Work request
Transcribe exactly the line containing "I would be grateful if you could mark the person" and each line after it, through the end of the entries, with nothing before or after.

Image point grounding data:
::::::

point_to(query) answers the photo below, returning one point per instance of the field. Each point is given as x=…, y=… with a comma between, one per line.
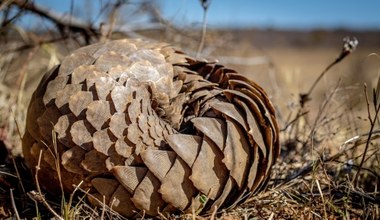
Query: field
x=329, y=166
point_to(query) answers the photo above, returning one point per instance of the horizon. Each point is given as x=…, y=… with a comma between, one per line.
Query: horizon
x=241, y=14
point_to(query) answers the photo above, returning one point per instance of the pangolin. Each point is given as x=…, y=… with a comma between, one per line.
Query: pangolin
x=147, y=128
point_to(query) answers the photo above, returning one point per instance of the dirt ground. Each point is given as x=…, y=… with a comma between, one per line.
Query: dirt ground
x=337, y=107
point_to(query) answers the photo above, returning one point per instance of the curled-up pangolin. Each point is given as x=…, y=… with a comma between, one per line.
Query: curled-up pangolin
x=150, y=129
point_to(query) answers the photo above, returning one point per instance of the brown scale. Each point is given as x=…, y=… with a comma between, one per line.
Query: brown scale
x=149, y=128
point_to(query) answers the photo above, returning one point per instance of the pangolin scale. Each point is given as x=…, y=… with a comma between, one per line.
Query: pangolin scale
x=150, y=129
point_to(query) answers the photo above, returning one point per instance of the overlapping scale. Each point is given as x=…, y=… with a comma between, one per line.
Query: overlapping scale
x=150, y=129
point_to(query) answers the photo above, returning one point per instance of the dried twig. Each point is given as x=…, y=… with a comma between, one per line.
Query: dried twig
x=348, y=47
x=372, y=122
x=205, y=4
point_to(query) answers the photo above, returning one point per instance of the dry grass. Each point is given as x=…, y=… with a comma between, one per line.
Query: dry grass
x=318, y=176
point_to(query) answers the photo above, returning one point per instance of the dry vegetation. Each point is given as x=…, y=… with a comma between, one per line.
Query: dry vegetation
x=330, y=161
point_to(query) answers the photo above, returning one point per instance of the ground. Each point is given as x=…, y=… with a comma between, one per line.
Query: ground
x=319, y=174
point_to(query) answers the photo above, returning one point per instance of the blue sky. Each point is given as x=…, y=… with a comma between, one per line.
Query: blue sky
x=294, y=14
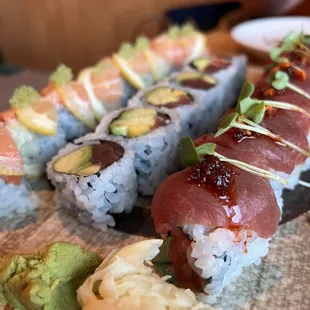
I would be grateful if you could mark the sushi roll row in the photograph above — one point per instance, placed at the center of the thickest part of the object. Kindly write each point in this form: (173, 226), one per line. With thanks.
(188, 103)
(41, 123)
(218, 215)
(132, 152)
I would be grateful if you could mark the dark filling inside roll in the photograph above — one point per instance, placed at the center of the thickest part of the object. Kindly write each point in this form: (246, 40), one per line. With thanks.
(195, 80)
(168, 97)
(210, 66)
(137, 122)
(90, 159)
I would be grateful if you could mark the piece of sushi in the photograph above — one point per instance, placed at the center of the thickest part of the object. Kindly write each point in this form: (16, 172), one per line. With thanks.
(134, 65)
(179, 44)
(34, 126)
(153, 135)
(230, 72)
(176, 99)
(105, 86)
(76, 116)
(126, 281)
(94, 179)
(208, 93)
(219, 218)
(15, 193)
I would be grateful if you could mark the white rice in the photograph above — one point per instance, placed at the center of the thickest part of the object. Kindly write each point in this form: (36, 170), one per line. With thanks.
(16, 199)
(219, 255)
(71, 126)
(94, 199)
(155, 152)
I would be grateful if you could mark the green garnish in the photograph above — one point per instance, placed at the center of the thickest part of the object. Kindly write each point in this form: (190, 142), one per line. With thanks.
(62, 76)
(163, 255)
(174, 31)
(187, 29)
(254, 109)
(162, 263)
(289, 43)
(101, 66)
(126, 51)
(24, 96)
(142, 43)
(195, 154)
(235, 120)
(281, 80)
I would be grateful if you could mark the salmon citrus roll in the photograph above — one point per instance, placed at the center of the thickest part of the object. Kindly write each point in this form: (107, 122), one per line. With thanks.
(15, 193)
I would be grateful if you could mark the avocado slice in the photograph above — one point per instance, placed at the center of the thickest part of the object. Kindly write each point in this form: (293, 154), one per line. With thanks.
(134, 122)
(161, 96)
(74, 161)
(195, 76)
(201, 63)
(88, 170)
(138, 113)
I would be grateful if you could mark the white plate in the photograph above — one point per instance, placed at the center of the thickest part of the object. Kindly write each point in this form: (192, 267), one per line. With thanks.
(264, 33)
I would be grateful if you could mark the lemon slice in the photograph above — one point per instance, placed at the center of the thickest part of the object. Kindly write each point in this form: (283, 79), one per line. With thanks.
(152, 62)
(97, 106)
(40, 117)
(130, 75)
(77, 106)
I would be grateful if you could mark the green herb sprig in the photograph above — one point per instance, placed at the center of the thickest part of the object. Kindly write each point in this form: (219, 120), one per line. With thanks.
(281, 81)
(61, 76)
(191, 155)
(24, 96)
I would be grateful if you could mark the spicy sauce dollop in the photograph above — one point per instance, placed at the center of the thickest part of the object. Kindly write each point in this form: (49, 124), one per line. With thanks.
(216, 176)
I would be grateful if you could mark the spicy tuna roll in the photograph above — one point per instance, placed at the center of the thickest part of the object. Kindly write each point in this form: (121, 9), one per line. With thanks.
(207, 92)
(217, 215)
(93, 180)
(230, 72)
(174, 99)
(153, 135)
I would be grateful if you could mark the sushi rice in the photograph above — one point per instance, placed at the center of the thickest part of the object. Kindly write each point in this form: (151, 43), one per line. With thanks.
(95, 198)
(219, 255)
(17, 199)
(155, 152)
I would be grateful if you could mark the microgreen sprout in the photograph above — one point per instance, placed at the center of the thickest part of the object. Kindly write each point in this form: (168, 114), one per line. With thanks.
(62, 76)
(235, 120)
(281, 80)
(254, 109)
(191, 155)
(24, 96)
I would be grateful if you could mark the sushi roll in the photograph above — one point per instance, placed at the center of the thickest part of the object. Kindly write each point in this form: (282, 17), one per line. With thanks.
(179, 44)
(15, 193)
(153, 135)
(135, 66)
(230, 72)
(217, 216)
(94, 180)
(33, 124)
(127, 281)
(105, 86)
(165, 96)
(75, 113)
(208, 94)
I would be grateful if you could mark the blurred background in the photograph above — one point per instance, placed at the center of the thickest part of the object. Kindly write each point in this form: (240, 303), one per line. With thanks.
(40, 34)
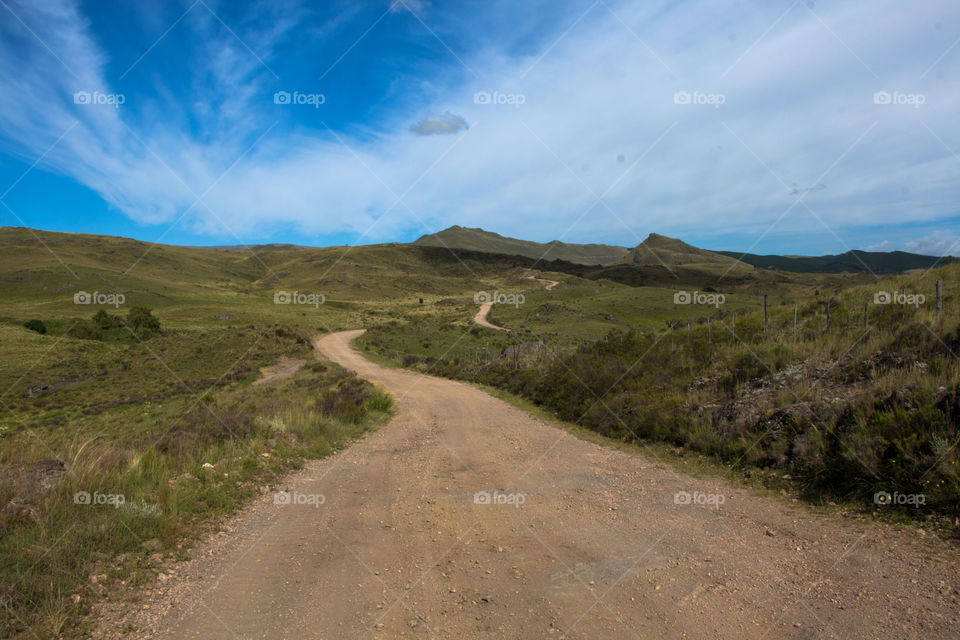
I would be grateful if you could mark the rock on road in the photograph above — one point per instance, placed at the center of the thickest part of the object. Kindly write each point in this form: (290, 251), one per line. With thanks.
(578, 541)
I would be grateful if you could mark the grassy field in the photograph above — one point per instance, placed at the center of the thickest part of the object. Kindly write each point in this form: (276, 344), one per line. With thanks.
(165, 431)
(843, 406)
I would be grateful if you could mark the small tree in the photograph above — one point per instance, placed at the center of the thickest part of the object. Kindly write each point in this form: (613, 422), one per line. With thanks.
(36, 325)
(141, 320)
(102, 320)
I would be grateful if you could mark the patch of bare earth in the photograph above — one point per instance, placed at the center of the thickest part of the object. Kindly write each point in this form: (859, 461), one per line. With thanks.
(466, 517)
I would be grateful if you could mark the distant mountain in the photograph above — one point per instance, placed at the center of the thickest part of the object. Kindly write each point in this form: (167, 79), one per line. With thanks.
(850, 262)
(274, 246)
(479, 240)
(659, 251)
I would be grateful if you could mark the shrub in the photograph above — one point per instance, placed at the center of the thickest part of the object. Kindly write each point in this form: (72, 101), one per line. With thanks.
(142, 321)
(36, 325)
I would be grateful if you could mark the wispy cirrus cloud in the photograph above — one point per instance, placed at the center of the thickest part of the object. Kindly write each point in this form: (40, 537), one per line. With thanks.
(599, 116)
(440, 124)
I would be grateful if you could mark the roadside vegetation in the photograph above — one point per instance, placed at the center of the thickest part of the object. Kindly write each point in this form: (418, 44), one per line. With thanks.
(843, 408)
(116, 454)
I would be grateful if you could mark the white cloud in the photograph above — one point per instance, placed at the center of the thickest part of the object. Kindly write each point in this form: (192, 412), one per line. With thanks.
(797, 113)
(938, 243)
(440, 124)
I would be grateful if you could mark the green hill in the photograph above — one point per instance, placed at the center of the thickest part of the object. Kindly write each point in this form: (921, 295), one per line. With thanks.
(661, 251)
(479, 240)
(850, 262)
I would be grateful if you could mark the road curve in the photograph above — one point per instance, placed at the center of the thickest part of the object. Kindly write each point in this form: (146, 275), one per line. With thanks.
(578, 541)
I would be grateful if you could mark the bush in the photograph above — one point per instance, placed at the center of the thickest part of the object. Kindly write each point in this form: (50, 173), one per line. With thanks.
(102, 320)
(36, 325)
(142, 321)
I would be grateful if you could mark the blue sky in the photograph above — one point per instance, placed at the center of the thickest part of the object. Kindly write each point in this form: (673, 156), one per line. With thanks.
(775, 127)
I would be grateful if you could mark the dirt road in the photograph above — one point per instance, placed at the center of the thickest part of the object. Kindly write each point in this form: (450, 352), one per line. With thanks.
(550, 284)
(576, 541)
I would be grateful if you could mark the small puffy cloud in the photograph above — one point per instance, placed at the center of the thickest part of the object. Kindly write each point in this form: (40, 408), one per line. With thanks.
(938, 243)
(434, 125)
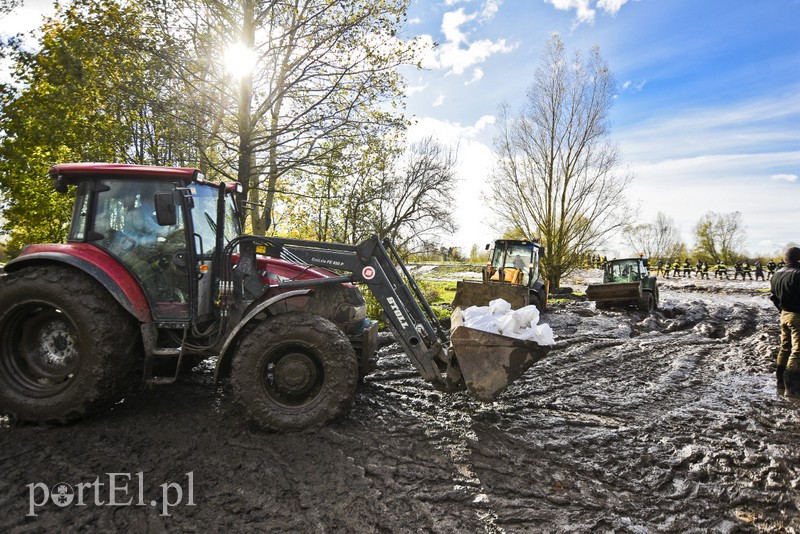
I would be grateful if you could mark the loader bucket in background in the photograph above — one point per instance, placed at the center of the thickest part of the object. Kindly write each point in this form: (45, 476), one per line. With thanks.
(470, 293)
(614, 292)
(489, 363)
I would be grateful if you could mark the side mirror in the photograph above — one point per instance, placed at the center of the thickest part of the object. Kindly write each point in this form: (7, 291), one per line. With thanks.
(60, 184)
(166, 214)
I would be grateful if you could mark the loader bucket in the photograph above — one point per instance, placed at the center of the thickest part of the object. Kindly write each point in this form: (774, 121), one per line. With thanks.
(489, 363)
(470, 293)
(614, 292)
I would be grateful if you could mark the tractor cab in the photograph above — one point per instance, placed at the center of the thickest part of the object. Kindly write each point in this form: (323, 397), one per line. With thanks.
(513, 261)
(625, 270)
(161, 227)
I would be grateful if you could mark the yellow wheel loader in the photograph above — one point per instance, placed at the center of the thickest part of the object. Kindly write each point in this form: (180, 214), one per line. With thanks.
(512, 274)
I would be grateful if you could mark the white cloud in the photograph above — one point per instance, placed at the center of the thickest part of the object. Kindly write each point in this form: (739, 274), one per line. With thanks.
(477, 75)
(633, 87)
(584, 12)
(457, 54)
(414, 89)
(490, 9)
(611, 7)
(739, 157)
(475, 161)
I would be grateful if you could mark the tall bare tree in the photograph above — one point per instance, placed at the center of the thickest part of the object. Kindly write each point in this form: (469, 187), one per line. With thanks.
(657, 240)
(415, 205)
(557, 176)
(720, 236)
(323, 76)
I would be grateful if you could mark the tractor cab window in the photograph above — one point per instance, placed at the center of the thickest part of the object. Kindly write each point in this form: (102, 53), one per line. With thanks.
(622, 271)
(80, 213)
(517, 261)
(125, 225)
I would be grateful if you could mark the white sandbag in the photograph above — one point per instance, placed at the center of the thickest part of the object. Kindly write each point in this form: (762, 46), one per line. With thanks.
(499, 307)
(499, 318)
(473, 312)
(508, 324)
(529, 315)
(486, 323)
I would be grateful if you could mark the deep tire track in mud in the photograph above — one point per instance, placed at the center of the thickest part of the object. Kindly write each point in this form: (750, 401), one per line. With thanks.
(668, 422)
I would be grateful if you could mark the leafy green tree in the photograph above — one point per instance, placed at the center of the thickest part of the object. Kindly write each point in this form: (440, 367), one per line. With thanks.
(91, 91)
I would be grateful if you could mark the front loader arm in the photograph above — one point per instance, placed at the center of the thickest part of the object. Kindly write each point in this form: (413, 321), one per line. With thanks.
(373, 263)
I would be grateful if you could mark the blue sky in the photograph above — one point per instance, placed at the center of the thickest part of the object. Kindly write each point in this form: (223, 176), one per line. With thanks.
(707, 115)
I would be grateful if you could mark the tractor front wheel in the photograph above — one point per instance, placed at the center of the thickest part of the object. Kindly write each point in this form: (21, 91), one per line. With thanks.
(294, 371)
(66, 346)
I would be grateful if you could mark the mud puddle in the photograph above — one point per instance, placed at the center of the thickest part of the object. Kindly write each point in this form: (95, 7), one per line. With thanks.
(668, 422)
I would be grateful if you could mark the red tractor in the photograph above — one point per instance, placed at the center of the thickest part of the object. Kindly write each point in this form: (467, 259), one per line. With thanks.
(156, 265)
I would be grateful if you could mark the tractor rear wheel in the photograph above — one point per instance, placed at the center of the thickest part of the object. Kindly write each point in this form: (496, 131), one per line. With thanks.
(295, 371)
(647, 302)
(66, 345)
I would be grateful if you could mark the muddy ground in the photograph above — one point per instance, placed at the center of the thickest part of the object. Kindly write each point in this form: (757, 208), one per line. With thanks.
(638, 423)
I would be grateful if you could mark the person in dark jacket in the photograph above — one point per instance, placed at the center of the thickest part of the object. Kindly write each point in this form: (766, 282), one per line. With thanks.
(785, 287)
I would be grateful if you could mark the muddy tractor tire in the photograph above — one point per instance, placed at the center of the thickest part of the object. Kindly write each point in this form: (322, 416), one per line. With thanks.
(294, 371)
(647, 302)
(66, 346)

::::::

Response for this exercise
I would be grateful if you could mark the person in dark jacket in the photograph above — one point per instance, placed at the center of the thickest part of the object. Kindly write each point in this form: (766, 282), one per line. With thanks.
(785, 287)
I would be grateful if you could mark the muddy tractor tire in the photograph above — one point per instance, placed at the center of the thickest part of the object. Kindly write each point in this form: (322, 416), one per line. With thanks.
(294, 371)
(647, 302)
(66, 346)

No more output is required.